(begin)

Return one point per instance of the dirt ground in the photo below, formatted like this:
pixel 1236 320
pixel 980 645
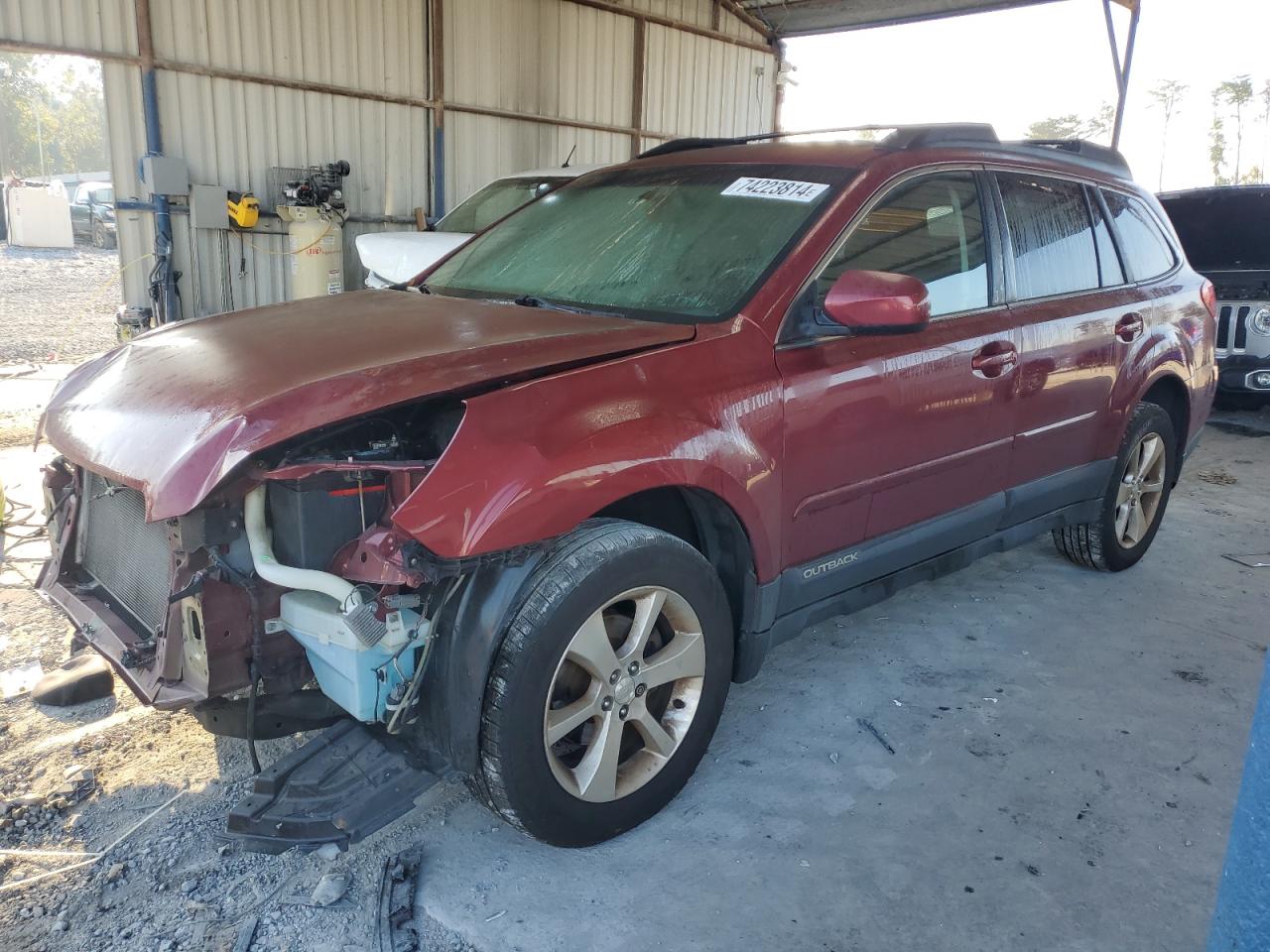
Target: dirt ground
pixel 169 884
pixel 58 303
pixel 56 306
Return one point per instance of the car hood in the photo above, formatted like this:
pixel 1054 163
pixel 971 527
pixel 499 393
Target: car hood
pixel 175 412
pixel 399 255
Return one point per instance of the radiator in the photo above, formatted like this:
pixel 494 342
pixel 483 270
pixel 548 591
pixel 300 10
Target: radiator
pixel 127 556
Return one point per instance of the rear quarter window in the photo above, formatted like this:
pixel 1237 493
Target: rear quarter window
pixel 1147 253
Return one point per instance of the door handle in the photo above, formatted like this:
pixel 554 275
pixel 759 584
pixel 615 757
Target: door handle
pixel 1129 327
pixel 994 359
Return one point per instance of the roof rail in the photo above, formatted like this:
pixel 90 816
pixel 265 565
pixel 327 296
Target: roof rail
pixel 901 137
pixel 1088 153
pixel 925 136
pixel 940 134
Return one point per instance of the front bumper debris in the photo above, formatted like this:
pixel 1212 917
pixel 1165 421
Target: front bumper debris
pixel 339 787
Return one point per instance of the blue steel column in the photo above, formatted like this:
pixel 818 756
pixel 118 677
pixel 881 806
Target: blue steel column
pixel 437 86
pixel 1242 919
pixel 154 146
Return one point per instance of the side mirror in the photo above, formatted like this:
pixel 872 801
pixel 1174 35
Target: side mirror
pixel 878 302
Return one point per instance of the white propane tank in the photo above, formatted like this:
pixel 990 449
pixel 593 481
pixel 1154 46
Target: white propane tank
pixel 317 248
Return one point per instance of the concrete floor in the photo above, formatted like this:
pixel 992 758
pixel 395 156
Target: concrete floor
pixel 1067 751
pixel 1067 754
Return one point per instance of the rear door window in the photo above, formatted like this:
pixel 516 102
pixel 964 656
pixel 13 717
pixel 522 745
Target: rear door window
pixel 1051 235
pixel 1147 253
pixel 930 229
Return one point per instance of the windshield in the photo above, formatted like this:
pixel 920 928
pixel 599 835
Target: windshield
pixel 681 243
pixel 1223 229
pixel 497 200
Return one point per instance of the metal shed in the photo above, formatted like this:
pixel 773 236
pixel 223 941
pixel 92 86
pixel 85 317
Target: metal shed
pixel 427 99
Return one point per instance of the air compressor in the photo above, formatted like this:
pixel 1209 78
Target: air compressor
pixel 314 209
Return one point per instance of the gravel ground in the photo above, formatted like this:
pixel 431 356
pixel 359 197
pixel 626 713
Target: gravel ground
pixel 58 303
pixel 172 884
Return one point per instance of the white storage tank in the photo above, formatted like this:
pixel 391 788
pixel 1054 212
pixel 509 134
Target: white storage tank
pixel 40 216
pixel 317 245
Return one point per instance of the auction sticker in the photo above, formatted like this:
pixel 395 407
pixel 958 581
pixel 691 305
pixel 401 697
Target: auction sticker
pixel 784 189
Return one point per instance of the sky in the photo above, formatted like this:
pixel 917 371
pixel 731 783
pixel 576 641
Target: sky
pixel 1017 66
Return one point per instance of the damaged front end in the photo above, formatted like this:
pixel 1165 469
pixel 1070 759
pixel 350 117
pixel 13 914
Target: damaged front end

(end)

### [Problem to solve]
Rewrite every line between the line holding "Return one point per instance of the radiator" and the line holding "pixel 127 556", inclusive, with each answer point's coordinates multiplied by 0.85 and rounded to whole numbers, halves up, and all other numbers and text left unchanged. Output only those lines.

### [Problem solution]
Return one point per instance of the radiator in the photo above, formatted like this:
pixel 494 342
pixel 483 270
pixel 548 591
pixel 300 10
Target: radiator
pixel 108 473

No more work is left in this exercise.